Excerpt to read —
In 2016, I spent 10 months backpacking through mainland China and almost immediately tired of the big cities that—to be honest—all looked the same to me.
I thought northwestern China would be a good place to explore. An online search for “trekking” and “Gansu province” brought me down a rabbit hole of options. At the other end was a website for horse trekking in Langmusi.
With resolve and a little bit of luck, a friend and I made it to the base of Langmusi, 9,800 feet above sea level.
Langmusi is a tiny alpine town straddling the border of Sichuan and Gansu. Although it’s in mainland China proper, its inhabitants are mostly Tibetan.
As is typical in towns like this, the Chinese presence is undeniable. Giant Chinese flags flank the roads, and every single monastery tour likes to emphasize that Chinese investment is what made their existence possible.
When traveling to remote and unfamiliar places, there are generally two modes of thinking a person can adopt: that people are inherently selfish and just want money, or that the world is good and people are capable of generosity with no ulterior motives.
They’re not mutually exclusive, and each school of thought has its pitfalls when taken to an extreme.
We found ourselves confronted with these two options at the town’s Sertri Monastery, when an elderly Tibetan woman came up to us, her arms outstretched with traditional beaded necklaces.
“I think she just wants our money,” my travel companion Natalie said, narrowing her eyes at the woman in front of us. “She’s trying to sell us stuff. Her necklace.”
She was holding a long strand of brown beads accented with the occasional drop of turquoise and coral. The other hand was pointing furiously at the verdant hill up ahead. It was so steep that we couldn’t see where it led.
“I think those are just her prayer beads,” I replied sternly, taken aback by my own defensiveness. “I think we should just follow her. It’s not like we have anything else better to do.”
The woman shouted something at us in Tibetan.
“Okay, okay,” I responded in Mandarin, trying my best to assure her that I understood, even though I fully didn’t. “We will follow you,” I said, assuming that was what she asked for.
Apparently satisfied with my answer, the woman began leading us on a dirt path up the hill.
Natalie and Christian, a German friend that we met at a hostel the day before, both conceded. They were reluctant and a bit wary.

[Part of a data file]
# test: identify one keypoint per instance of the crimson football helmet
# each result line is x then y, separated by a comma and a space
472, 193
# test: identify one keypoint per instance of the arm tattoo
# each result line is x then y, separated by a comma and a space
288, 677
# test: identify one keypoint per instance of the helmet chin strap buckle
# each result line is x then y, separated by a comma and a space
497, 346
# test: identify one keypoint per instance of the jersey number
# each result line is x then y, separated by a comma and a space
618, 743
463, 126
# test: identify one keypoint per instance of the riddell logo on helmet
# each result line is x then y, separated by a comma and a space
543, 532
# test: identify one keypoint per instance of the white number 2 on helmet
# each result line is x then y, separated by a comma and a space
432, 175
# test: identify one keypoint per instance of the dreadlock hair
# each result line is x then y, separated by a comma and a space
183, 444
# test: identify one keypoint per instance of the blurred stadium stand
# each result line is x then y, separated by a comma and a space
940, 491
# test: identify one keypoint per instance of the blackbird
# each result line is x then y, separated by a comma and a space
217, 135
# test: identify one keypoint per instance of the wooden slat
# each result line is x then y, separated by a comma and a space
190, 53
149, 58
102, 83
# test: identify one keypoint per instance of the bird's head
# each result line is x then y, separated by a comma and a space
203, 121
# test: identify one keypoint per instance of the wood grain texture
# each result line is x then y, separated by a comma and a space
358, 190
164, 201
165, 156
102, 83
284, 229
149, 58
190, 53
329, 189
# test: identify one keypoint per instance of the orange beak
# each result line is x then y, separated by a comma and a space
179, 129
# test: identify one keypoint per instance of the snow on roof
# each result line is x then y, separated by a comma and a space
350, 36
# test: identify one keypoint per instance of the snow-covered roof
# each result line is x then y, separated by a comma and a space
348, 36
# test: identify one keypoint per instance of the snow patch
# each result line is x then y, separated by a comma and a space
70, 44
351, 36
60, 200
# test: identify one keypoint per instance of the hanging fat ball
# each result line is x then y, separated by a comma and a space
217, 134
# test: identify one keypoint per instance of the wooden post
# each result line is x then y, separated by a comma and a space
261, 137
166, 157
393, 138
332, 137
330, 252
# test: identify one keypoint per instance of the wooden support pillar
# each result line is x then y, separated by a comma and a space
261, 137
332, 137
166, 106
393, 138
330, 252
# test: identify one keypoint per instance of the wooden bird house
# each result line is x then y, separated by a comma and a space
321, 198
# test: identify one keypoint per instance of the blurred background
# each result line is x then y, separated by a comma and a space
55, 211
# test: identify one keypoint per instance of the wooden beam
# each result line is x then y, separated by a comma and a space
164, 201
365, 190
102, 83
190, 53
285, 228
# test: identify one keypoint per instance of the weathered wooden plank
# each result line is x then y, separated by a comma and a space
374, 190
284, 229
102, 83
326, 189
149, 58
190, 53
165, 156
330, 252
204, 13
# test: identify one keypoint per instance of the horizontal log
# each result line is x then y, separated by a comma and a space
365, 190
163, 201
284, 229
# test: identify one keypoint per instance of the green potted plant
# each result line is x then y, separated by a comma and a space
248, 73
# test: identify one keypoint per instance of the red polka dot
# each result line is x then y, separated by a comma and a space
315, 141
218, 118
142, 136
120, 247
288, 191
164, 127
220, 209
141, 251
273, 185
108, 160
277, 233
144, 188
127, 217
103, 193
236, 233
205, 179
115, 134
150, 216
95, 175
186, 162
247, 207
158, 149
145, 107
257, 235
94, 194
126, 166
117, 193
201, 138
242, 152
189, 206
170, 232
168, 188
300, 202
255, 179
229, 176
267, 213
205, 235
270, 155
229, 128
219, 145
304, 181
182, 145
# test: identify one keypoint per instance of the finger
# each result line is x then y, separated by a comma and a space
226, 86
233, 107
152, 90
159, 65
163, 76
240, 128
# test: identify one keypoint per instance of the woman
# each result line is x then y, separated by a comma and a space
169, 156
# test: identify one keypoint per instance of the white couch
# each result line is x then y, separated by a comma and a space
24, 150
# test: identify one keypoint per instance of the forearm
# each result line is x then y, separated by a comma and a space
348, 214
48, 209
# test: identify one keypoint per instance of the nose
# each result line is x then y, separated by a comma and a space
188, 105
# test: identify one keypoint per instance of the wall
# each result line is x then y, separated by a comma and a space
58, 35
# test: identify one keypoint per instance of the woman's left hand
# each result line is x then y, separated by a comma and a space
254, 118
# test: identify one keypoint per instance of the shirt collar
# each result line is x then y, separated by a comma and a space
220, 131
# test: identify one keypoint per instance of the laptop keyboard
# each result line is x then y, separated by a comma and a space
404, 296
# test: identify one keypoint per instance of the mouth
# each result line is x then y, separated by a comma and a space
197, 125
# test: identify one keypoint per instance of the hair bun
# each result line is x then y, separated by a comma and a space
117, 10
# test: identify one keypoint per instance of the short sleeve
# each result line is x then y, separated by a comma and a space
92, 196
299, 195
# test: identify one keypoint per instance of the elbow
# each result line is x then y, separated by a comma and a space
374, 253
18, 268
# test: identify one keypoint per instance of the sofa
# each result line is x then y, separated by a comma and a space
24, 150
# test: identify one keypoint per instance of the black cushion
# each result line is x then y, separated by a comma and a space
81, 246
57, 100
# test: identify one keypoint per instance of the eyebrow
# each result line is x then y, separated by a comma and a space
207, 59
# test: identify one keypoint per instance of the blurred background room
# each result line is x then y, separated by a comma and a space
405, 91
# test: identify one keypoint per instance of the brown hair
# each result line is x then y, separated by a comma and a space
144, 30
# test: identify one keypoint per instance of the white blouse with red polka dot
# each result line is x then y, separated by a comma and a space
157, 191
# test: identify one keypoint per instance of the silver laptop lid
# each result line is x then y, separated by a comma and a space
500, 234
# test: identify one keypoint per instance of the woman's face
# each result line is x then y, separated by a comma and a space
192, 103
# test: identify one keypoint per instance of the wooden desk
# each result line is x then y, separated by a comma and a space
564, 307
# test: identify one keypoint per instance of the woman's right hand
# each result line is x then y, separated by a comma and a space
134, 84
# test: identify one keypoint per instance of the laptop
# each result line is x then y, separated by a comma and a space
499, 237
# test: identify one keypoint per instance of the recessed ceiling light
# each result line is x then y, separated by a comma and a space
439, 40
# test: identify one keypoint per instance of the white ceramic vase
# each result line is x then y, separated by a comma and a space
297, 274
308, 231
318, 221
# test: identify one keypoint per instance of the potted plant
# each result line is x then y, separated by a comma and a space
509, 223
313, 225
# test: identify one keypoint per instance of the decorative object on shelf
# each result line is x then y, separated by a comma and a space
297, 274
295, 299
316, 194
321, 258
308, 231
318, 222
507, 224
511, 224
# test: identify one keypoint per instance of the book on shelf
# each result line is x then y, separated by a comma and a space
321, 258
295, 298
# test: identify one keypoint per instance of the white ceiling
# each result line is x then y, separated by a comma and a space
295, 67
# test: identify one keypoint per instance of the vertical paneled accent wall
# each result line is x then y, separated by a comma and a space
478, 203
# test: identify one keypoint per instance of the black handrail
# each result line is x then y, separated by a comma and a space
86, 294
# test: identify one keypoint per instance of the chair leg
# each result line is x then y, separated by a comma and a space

Challenge —
List every number that appears in numerals in the text about trekking in Langmusi.

Full solution —
2016
10 (months)
9,800 (feet)